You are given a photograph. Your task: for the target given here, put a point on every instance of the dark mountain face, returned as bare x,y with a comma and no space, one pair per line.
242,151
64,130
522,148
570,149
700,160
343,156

# [Goal of the exercise]
Please rewrite the lines above with "mountain face" changed to "cliff face", leaving everything else as it is.

# [Exercise output]
You are given a photograph. Your task: for the target given here, put a point on every instance of the dark cliff face, returned as bare x,y with a comma and no space, one pair per line.
242,151
64,130
522,148
570,149
700,160
343,156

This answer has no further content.